*THE EXERCISE*
Begin at the line that has "Question: For every instance of the band" and stop after the line that has "[(229, 114)]". Carry over every one of those lines, adding 38 to each x and y coordinate in the answers.

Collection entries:
┄┄┄┄┄┄┄┄┄┄┄┄┄┄┄┄┄┄┄┄

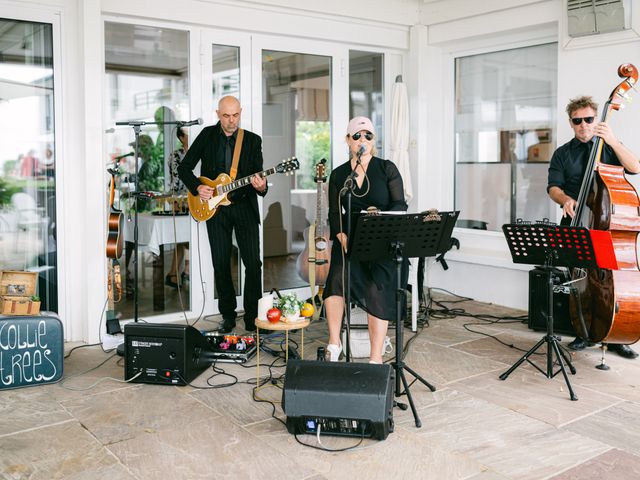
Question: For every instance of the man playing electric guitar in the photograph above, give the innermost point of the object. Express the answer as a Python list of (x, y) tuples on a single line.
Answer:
[(223, 148)]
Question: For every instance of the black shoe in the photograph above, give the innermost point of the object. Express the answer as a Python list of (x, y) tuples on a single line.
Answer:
[(228, 324), (580, 344), (625, 351)]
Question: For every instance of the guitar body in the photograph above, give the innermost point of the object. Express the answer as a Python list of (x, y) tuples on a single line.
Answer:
[(317, 251), (322, 258), (114, 237), (201, 210)]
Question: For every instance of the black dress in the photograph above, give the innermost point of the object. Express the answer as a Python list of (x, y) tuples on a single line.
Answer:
[(373, 284)]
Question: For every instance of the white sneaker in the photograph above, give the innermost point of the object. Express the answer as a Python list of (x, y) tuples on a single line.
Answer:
[(334, 352)]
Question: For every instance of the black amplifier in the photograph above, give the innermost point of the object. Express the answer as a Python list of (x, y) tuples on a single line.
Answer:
[(164, 354), (538, 304), (347, 399)]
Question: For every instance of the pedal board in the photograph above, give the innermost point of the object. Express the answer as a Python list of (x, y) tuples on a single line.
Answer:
[(231, 348)]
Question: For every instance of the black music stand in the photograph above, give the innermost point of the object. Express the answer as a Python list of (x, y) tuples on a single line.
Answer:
[(549, 245), (398, 236)]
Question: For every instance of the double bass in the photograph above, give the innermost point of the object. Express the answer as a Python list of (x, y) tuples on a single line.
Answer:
[(605, 305)]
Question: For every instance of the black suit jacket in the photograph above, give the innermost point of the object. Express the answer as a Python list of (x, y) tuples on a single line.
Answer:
[(205, 148)]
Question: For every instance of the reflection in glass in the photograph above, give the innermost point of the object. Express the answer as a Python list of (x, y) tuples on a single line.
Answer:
[(147, 78), (505, 111), (296, 120), (365, 91), (27, 155)]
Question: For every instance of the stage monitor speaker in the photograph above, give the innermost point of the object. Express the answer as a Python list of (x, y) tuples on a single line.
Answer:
[(538, 285), (348, 399), (165, 354)]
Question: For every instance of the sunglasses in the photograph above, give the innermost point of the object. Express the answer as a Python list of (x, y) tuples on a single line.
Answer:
[(369, 136), (578, 120)]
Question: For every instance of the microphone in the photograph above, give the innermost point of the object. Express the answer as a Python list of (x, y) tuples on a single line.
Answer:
[(197, 121)]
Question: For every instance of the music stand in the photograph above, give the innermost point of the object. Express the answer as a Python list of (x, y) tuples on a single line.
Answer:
[(549, 245), (398, 236)]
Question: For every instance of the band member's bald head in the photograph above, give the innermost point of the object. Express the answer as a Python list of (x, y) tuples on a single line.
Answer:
[(229, 114)]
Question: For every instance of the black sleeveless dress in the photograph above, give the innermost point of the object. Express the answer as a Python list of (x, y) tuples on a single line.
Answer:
[(373, 284)]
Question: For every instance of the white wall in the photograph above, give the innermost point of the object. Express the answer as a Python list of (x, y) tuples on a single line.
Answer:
[(482, 269)]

┄┄┄┄┄┄┄┄┄┄┄┄┄┄┄┄┄┄┄┄

*THE COMPLETED TASK*
Question: For every instance of the band member's bald head in the photograph above, give the innermost point of the object. Express the answer as a Python list of (x, y) tuples on a single line.
Answer:
[(267, 152)]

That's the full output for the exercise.